**Excerpted passage:**
For Jeremiah, the Great Sacredness is a living, breathing G-d who is deeply immersed in Earthly life, “He makes the mist rise from the ends of the earth. He makes lightnings for the rain, and he brings out the wind from his storehouses.”
One with even a rudimentary knowledge of Earth sciences or meteorology and weather patterns might smile condescendingly at Jeremiah’s primitive understanding, but please do not allow a rational, empirical mindset to negate your access to the poetry and epistemology behind Jeremiah’s words. To view the “quaking Earth” (v. 10) or the “rising mist” (v. 12) as G-d-powered (v. 12) may appear quaint and archaic, but to embrace Jeremiah’s way-of-knowing is to experience each flash of lightning and gust of wind (v. 12) as sacred; it is to embrace every element of the natural world as G-d-inspired; it is to celebrate every act of nature as imbued with the Sacred – and, dear Lord, what positive environmental change could be wrought if we would even begin to look at our Earth through such eyes?

Outline labeling listing
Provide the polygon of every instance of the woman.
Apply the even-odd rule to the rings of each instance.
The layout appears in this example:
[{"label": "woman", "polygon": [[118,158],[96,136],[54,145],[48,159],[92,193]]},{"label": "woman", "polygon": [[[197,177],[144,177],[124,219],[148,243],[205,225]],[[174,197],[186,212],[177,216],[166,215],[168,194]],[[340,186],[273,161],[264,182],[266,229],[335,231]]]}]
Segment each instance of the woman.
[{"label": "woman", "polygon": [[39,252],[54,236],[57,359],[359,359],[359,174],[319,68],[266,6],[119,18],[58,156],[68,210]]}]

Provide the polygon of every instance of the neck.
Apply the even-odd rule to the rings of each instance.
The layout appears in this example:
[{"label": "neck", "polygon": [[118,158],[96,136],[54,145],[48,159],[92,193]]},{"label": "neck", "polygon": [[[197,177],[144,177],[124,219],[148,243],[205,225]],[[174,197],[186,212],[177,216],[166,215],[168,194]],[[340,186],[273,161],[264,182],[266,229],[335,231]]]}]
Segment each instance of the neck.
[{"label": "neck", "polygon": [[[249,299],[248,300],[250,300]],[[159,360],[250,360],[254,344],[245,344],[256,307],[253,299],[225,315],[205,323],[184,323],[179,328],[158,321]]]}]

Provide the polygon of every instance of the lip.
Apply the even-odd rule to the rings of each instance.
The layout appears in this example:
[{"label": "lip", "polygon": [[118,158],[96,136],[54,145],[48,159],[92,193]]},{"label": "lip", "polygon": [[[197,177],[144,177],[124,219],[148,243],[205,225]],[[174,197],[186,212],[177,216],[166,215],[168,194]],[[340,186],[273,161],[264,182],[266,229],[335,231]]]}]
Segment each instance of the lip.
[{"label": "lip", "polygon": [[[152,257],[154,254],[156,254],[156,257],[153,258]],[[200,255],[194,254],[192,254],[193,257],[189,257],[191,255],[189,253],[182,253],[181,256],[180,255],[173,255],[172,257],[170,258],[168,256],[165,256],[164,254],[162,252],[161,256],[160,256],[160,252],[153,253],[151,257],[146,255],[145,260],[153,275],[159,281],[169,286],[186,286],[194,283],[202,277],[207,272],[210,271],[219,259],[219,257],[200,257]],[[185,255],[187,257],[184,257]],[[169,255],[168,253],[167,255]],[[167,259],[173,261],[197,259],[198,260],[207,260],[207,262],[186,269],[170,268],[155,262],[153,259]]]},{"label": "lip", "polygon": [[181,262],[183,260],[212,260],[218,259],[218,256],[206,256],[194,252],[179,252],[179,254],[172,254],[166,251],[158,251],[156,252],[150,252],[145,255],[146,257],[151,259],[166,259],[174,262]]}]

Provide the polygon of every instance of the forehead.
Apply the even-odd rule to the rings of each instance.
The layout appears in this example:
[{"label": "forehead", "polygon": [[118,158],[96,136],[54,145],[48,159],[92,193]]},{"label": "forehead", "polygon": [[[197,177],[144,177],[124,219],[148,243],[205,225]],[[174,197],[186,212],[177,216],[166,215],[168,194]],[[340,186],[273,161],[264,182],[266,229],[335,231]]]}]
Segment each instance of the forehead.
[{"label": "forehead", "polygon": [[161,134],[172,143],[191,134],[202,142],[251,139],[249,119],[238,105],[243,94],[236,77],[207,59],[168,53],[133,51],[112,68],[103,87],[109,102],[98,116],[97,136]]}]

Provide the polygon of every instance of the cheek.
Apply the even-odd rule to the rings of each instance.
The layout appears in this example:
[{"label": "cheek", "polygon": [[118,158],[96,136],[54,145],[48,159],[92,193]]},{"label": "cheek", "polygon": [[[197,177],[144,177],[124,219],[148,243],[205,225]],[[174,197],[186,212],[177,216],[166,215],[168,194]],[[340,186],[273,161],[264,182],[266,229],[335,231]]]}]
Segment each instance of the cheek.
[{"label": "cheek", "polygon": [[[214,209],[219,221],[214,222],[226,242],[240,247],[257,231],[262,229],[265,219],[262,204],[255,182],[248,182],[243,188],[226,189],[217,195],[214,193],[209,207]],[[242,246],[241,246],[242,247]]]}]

**Work to do:**
a - Using the commentary on Jeremiah, decide whether each statement agrees with it: (i) The commentary cites verse 10 for the "quaking Earth." (ii) The writer urges readers to let a rational, empirical mindset guide how they read Jeremiah's words. (iii) In the quoted line, G-d brings out the wind from his storehouses. Answer yes or no for each and quote the words that decide it.
b - Answer these from the commentary on Jeremiah:
(i) According to the quoted line, what does G-d make for the rain?
(ii) Which verse does the commentary cite for the "rising mist"?
(iii) What kind of change does the writer say could be wrought if we looked at the Earth through such eyes?
c - Write the next paragraph of the commentary on Jeremiah, picking up after its final question.

**Outputs for the tasks:**
a -
(i) Yes: "To view the “quaking Earth” (v. 10)"
(ii) No: "please do not allow a rational, empirical mindset to negate your access to the poetry and epistemology behind Jeremiah’s words"
(iii) Yes: "he brings out the wind from his storehouses"

b -
(i) Lightnings.
(ii) Verse 12.
(iii) Positive environmental change.

c -
This is not an other-worldly theology focused on individual eternal prizes given to the selves with the greatest self-focus on their individual salvation. No, this is a theology of wholeness – a theological embrace of the entire Earth. This is a theology wherein G-d is alive in this present moment, voiced in “a tumult of water” (v. 13), wrathful in an earthquake (v. 10), breathing and being with us here on this planet, in this present, “the one who formed all things.”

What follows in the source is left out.